╭─ Extract

Thai medical tourism to increase in 2015


Medical tourism should generate earnings in excess of $3 billion in 2015, from income earned by private hospitals listed on the Stock Exchange of Thailand according to Kasikorn Research Centre, a subsidiary of Kasikorn Bank. This represents revenue growth of up to 15% year-on-year.

The number of medical treatments provided to international tourists by Thai private hospitals is expected to reach 2.81million in 2015, up 10.2% year on year. This is not the number of medical tourists, as one person can have from one to twenty treatments even on one visit; and the numbers include a large number of local expatriates.

According to the report foreigners travelling to Thailand and expatriates currently living in the country will make a significant contribution to private health revenues.

In line with the growth, foreign investment in the Thai health sector is also increasing. Greater overseas interest, from Japan, Malaysia and Singapore in particular, should serve as a spur to locally based service providers, which will need to work harder to maintain their competitive edge in the market as the segment consolidates in a bid to expand its reach.

Some market leaders have been investing to reinforce their position in the market. Late last year, Bumrungrad International Hospital announced it expected revenue to grow by 10% in 2015, a result of expected increases in foreign as well as domestic patients. While continuing to focus on core overseas markets such as the Middle East, the US, and northern and central Asia, the hospital is planning to raise its profile by opening more referral offices in other countries. These include Myanmar, Indonesia and Cambodia, which are seen as markets with good potential in the medical tourism sector.

Though overall prospects for medical tourism are good, there are some potential problems. Economic problems in key markets such as several European countries and Japan could mean a slowing of the flow of patients from those traditional sources. Russian visitor numbers declined sharply late last year, coinciding with the fall in the rouble, and will fall sharply in 2015.

Increases in arrival numbers from other countries, along with a general rebound forecast for the tourism industry, are expected to offset downturns from individual markets. The growth in numbers is not guaranteed due to problems in target countries and the ever-present political risk in Thailand, which is still under military rule.

╰─

Work request 1 — According to the article on Thai medical tourism, how many medical treatments were Thai private hospitals expected to provide to international tourists in 2015?
Work request 2 — Copy word for word the part of the Thai medical tourism article that opens with the words containing "Increases in arrival" and closes with "under military rule.".

╭─ Information shown

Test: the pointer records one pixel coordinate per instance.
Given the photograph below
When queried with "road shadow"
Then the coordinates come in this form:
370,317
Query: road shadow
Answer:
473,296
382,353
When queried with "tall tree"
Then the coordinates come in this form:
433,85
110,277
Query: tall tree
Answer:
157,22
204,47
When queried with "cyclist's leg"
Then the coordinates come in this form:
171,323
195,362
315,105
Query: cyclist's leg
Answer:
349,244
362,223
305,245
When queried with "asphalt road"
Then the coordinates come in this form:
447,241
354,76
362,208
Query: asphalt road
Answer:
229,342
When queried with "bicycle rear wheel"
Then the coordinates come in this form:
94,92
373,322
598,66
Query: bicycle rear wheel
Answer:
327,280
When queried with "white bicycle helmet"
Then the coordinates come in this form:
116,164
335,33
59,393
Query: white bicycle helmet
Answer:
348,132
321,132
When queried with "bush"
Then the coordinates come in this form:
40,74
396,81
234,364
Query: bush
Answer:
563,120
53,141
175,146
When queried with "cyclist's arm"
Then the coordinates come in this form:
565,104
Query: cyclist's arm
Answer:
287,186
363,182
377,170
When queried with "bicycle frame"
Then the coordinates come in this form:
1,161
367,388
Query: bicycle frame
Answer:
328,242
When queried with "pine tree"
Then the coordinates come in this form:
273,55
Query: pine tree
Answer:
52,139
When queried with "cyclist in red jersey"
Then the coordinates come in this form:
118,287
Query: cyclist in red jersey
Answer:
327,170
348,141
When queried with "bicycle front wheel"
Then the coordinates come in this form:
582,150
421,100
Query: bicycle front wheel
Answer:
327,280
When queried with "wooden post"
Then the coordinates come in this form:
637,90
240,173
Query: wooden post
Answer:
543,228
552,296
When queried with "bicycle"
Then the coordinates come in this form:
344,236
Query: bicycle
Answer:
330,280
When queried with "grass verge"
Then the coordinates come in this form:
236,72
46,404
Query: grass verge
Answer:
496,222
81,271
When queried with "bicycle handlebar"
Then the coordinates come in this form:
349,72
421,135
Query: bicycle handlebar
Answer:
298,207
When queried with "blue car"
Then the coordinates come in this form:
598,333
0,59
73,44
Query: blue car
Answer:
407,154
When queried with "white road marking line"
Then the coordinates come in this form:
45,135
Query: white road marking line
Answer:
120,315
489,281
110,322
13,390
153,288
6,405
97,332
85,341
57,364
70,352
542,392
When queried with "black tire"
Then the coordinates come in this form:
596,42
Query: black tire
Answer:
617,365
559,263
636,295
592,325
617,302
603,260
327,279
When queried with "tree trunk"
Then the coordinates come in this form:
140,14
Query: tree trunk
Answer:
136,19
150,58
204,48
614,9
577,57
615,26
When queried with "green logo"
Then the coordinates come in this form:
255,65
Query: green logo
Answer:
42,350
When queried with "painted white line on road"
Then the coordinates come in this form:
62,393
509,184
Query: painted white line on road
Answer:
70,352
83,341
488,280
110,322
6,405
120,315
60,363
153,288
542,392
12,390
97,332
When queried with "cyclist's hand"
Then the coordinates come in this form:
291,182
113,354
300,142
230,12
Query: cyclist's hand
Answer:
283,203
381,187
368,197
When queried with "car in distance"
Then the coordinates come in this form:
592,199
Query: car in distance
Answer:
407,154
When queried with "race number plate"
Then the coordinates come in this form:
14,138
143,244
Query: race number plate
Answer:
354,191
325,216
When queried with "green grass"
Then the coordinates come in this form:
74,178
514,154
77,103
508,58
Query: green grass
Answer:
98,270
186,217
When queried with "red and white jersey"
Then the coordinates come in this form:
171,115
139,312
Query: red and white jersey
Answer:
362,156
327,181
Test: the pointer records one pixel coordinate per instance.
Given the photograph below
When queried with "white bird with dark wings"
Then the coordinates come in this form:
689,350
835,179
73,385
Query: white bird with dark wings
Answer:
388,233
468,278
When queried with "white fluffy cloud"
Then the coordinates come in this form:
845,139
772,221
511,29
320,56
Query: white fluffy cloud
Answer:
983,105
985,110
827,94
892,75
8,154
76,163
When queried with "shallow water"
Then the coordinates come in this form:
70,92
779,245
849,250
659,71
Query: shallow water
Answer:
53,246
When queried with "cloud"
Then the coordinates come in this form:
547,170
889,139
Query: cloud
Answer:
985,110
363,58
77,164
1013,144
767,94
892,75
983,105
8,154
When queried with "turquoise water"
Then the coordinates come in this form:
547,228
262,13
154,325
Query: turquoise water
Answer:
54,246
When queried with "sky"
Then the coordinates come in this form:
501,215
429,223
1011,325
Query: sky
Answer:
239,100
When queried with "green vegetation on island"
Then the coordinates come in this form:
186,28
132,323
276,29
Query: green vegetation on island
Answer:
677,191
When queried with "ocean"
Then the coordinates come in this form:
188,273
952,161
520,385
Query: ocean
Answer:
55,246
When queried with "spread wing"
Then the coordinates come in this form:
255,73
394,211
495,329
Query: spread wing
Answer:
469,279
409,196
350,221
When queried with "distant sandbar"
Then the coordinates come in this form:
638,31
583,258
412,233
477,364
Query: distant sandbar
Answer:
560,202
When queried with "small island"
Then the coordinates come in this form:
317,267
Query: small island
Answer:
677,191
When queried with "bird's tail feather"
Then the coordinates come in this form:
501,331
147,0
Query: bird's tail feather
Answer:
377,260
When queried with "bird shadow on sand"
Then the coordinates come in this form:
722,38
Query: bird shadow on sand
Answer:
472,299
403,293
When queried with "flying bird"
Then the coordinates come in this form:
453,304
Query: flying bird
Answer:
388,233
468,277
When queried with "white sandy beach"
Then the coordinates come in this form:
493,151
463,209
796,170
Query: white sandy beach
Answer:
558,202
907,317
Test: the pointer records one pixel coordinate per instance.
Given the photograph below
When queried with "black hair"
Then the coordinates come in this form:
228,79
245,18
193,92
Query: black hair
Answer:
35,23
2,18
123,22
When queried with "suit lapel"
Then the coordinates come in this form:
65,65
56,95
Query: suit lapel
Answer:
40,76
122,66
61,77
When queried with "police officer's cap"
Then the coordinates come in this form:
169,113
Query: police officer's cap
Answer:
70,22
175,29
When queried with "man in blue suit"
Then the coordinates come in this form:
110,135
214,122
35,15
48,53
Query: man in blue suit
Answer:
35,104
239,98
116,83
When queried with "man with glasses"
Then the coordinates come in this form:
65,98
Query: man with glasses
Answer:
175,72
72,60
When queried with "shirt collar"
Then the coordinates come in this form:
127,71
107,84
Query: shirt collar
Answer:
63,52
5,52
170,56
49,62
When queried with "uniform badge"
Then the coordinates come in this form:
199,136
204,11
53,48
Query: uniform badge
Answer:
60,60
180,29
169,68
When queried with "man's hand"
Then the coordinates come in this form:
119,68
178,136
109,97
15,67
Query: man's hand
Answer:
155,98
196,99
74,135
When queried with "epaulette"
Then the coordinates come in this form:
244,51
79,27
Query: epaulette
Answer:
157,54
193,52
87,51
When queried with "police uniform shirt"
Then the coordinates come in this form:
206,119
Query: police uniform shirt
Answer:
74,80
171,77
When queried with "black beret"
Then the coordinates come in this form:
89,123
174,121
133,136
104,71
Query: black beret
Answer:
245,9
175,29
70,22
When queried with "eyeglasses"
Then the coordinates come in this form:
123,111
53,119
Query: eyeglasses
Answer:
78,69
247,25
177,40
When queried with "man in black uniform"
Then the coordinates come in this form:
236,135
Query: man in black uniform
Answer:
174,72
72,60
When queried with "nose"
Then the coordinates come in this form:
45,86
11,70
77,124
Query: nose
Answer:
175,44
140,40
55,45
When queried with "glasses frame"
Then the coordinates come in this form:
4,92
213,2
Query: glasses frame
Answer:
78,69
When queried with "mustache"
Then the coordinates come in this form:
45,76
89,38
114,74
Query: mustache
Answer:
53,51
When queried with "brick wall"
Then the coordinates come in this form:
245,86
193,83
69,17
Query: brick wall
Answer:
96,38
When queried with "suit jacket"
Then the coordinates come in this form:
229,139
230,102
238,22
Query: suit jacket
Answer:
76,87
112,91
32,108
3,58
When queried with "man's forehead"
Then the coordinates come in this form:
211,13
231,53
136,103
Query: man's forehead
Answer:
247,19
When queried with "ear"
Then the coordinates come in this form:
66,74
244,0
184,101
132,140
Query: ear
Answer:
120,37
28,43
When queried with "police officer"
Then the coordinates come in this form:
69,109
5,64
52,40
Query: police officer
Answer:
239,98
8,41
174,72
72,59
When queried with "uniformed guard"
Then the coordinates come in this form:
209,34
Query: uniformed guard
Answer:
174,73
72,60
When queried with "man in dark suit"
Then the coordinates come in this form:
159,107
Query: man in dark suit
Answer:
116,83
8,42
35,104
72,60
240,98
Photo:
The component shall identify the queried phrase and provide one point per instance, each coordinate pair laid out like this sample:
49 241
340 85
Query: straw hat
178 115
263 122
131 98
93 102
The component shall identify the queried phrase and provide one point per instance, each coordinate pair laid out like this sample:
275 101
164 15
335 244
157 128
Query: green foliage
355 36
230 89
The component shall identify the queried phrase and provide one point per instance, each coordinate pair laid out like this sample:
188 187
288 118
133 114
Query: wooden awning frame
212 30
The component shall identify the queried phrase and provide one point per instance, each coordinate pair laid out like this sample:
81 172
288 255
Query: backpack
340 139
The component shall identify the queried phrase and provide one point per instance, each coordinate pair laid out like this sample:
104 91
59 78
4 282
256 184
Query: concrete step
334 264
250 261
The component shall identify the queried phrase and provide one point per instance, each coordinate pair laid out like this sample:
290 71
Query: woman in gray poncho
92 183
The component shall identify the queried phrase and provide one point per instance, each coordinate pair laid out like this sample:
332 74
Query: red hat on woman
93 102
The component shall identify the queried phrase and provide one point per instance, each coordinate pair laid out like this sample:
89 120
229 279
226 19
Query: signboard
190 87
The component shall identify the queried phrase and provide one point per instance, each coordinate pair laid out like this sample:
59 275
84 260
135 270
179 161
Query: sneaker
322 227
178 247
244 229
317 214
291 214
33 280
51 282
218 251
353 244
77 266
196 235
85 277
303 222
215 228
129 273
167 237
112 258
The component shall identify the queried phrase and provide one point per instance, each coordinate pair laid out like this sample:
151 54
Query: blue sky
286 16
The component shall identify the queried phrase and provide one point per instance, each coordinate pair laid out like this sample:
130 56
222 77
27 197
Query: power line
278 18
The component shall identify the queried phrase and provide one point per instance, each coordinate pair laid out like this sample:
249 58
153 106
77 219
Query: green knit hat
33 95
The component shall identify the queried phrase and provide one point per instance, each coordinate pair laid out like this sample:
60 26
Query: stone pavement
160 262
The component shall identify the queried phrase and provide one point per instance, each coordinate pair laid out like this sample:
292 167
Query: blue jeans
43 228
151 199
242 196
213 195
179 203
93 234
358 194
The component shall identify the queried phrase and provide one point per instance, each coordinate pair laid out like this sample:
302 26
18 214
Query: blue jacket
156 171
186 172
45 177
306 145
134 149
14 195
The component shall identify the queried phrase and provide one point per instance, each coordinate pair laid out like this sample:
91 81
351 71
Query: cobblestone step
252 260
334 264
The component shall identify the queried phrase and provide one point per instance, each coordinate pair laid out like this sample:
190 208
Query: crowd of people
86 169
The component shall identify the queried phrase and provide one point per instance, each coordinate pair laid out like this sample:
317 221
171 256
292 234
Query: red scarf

╰─

Answer area 1 — About 2.81 million.

Answer area 2 —
Increases in arrival numbers from other countries, along with a general rebound forecast for the tourism industry, are expected to offset downturns from individual markets. The growth in numbers is not guaranteed due to problems in target countries and the ever-present political risk in Thailand, which is still under military rule.